— Begin Given passage —

So what does 3-5 servings mean? The following are examples of a serving:
½ cup cooked brown rice or other whole cooked grain
½ cup cooked whole grain pasta
½ cup hot cereal like oatmeal
1 slice 100% whole grain bread
1 cup whole grain cereal

It can sometimes be challenging to actually find a true whole grain option. There are so many different terms out there- it can be very confusing. This whole grain table tells you what to look out for when trying to select a whole grain option. The table is from the whole grain council.


Words you may see on packages

What they mean

  • whole grain (name of grain)
  • whole wheat
  • whole (other grain)
  • stoneground whole (Grain)
  • brown rice
  • oats, oatmeal (including old fashioned oatmeal, instant oatmeal)
  • wheatberries

YES – Contains all parts of the grain, so you’re getting all the nutrients of the whole grain

  • wheat, or wheat flour
  • semolina
  • durum wheat
  • organic flour
  • stoneground
  • multigrain (may describe several whole grains or several refined grains, or a mix of both)

— End Given passage —
— Begin Material supplied —

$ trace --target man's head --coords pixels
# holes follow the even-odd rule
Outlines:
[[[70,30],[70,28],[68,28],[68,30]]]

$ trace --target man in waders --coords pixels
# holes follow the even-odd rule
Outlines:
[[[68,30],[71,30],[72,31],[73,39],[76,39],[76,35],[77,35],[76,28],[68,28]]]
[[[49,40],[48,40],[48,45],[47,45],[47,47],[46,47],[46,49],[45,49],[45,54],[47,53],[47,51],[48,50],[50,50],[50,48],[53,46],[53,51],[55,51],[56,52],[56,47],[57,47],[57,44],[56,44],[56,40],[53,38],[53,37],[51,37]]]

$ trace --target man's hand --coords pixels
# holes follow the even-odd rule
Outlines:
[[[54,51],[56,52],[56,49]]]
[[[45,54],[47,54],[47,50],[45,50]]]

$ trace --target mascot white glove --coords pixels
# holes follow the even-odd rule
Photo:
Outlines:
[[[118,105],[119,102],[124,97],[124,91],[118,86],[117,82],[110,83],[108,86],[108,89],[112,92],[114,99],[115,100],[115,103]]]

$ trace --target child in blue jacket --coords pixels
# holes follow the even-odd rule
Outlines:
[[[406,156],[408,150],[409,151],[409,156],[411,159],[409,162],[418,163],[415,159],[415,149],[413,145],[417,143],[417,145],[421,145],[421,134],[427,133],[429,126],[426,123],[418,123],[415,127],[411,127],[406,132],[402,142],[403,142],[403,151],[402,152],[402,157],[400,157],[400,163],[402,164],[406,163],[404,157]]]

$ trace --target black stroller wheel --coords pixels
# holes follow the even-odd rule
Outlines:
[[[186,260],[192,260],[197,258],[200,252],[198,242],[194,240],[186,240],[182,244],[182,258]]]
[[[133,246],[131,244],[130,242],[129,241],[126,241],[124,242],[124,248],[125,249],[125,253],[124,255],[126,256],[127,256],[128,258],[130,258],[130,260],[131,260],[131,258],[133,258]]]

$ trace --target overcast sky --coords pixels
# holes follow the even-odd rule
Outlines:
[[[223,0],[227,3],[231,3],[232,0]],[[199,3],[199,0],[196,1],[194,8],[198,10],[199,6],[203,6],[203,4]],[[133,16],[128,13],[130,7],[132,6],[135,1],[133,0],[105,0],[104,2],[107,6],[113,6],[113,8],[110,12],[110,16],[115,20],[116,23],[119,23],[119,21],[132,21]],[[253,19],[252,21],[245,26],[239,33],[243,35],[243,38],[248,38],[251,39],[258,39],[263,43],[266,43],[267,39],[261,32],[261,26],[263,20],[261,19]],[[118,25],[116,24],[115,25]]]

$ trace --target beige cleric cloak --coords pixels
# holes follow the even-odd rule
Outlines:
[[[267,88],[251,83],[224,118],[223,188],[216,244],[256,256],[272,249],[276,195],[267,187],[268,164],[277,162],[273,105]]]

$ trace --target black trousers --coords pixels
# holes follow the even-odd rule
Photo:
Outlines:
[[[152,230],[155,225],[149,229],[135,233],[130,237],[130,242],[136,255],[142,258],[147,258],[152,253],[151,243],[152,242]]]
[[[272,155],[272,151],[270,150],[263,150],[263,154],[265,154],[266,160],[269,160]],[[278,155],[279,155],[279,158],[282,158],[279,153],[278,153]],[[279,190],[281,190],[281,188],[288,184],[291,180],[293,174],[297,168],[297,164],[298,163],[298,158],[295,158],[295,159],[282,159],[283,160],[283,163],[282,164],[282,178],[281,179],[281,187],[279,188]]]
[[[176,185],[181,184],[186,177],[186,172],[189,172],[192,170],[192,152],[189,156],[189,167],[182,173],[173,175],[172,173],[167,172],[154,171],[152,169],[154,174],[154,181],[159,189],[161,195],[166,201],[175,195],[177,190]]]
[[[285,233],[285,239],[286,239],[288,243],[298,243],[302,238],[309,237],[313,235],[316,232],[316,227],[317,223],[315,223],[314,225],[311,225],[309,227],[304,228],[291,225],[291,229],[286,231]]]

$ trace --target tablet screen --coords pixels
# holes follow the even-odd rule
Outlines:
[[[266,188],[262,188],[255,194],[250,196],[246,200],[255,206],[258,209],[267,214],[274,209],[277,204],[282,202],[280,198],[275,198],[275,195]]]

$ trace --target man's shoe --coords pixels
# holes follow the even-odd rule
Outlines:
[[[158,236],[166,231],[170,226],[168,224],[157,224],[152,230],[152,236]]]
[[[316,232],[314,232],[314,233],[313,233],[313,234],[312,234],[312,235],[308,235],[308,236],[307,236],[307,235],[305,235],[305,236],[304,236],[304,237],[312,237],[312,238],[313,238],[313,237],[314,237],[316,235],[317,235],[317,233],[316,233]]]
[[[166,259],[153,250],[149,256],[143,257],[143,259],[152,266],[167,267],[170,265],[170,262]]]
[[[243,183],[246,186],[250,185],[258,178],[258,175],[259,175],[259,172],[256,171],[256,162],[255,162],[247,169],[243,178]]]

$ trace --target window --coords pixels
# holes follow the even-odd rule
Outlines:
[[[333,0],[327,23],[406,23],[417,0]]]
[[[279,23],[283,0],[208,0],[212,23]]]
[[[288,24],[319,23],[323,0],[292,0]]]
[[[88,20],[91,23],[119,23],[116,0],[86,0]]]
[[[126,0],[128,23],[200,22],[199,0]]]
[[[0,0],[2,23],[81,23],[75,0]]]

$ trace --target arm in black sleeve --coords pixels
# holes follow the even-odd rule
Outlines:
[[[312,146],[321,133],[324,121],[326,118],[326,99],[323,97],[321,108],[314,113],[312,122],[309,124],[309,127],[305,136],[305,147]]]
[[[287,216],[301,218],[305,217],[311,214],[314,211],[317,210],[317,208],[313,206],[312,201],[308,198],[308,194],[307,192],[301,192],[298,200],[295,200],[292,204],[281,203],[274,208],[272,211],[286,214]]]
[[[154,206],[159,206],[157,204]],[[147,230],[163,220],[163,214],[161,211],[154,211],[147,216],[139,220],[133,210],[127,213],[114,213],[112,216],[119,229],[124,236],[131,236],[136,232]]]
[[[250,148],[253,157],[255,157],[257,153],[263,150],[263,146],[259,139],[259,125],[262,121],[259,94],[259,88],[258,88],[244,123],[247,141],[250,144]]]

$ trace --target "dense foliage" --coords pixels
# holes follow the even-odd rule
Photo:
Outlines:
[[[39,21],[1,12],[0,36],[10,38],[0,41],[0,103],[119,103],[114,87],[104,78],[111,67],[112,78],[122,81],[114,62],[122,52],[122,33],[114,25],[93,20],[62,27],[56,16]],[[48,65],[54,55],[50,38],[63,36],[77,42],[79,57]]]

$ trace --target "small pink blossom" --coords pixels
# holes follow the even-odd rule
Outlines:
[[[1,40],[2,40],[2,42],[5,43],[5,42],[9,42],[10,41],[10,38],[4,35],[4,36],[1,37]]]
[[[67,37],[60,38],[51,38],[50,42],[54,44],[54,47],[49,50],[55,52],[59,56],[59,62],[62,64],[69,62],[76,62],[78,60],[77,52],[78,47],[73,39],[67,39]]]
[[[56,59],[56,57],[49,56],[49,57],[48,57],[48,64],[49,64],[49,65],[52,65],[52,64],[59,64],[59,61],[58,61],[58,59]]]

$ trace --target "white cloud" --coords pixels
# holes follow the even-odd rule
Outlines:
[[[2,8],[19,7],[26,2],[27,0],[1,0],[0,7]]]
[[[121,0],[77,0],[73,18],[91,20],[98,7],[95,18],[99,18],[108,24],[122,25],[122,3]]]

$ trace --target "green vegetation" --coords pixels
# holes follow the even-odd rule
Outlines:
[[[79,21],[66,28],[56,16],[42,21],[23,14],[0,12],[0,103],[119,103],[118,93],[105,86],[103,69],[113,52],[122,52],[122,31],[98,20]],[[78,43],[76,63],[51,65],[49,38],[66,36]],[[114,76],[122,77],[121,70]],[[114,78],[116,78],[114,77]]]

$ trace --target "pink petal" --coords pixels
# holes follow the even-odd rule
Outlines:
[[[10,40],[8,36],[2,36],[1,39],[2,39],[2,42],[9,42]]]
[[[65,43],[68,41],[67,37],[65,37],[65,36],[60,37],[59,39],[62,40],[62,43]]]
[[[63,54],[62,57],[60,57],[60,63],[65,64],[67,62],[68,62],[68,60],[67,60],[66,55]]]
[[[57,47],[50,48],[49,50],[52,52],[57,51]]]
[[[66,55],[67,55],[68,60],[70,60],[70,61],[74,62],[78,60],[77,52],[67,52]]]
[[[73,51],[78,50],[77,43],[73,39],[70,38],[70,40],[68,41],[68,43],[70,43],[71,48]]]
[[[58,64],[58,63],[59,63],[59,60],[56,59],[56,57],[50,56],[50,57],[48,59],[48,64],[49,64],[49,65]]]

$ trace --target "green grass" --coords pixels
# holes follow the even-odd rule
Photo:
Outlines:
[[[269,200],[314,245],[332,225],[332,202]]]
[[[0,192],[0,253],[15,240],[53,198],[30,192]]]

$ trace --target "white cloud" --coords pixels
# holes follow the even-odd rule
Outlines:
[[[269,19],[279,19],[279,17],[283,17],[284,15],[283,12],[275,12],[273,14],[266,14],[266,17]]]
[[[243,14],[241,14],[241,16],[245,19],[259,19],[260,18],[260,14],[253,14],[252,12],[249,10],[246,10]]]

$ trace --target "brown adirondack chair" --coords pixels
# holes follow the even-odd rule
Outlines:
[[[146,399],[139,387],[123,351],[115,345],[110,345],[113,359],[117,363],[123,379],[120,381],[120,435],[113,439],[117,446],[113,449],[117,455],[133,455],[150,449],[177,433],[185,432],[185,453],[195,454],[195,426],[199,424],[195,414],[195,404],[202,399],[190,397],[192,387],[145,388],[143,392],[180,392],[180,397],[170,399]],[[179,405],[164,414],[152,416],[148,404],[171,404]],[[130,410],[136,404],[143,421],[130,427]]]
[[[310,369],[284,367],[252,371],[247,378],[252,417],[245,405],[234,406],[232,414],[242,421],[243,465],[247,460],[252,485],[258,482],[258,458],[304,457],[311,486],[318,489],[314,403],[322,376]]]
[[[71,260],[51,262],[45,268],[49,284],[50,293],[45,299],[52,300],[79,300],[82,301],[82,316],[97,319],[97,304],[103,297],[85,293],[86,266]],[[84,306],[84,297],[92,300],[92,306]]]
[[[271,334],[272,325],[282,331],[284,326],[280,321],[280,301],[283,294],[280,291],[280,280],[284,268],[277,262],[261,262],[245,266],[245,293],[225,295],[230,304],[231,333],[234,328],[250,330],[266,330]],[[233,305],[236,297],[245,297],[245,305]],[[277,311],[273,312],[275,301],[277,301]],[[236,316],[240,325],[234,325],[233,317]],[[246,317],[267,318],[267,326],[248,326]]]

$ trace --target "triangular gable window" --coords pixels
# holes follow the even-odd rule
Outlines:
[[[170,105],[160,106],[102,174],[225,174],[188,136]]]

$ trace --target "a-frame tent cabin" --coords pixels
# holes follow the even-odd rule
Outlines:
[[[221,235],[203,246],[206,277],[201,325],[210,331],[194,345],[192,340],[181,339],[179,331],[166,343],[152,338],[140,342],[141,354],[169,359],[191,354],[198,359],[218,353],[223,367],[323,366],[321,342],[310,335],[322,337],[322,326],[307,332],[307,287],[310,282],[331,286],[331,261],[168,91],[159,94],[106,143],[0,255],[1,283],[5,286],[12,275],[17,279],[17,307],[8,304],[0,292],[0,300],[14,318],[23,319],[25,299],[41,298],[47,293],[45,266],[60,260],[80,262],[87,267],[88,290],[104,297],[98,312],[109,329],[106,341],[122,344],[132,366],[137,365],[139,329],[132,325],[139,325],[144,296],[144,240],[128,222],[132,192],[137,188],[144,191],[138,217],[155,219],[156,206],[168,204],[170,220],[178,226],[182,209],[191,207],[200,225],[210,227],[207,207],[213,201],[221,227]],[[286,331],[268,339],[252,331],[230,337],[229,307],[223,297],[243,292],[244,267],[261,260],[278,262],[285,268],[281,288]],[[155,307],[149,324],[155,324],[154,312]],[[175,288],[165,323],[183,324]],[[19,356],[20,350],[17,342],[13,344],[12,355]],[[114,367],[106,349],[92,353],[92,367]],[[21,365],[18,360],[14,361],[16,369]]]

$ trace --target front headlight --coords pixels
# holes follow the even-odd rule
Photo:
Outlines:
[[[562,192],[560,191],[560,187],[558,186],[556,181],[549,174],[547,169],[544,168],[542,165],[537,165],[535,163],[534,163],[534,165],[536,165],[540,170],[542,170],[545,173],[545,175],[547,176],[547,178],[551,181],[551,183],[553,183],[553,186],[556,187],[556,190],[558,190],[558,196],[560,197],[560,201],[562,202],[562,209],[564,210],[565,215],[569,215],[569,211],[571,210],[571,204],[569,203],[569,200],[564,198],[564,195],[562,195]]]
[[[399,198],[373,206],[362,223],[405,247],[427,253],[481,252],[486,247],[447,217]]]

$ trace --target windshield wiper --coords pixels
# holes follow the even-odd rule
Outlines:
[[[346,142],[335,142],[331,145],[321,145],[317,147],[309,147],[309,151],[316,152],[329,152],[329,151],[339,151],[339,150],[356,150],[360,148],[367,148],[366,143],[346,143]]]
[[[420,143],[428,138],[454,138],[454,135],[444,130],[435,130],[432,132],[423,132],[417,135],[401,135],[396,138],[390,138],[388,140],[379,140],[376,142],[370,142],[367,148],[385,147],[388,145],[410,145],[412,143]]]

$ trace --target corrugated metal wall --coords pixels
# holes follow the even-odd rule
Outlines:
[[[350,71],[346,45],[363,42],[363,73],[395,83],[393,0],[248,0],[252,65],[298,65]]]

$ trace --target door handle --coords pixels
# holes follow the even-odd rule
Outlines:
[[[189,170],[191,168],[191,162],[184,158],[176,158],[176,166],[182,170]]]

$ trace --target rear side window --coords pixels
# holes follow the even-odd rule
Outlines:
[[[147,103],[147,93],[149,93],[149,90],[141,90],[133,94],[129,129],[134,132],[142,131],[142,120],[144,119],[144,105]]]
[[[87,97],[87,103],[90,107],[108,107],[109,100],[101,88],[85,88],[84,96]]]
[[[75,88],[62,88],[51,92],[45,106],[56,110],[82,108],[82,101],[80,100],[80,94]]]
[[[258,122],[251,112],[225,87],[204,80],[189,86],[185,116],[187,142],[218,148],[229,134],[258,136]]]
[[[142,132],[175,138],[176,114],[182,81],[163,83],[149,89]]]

— End Material supplied —

▸ Prompt 1:
Shorten the paragraph of the whole grain passage that begins "It can sometimes be challenging" to two brief sentences that keep its main facts.
▸ Prompt 2:
Write the next part of the whole grain passage, picking up after its final list item, the one that ends "or a mix of both)".
The records aren't needed for this work.

▸ Expected answer 1:
Finding a true whole grain option can be hard because the many different terms are confusing. A table from the whole grain council shows what to look for when choosing one.

▸ Expected answer 2:
MAYBE – These words are accurate descriptions of the package contents, but because some parts of the grain MAY be missing, you are likely missing the benefits of whole grains.  When in doubt, don’t trust these words!

  • enriched flour
  • degerminated (on corn meal)
  • bran
  • wheat germ

NO – These words never describe whole grains


So as you can see grains can be a part of a healthy diet. It is important how you select them so here are some tips.
• Substitute half the white flour with whole wheat flour in your regular recipes for cookies, muffins, quick breads and pancakes.
• Replace one third of the flour in a recipe with quick oats or old-fashioned oats.
• Add half a cup of cooked wheat or rye berries, wild rice, brown rice, sorghum or barley to your favorite canned or home-made soup.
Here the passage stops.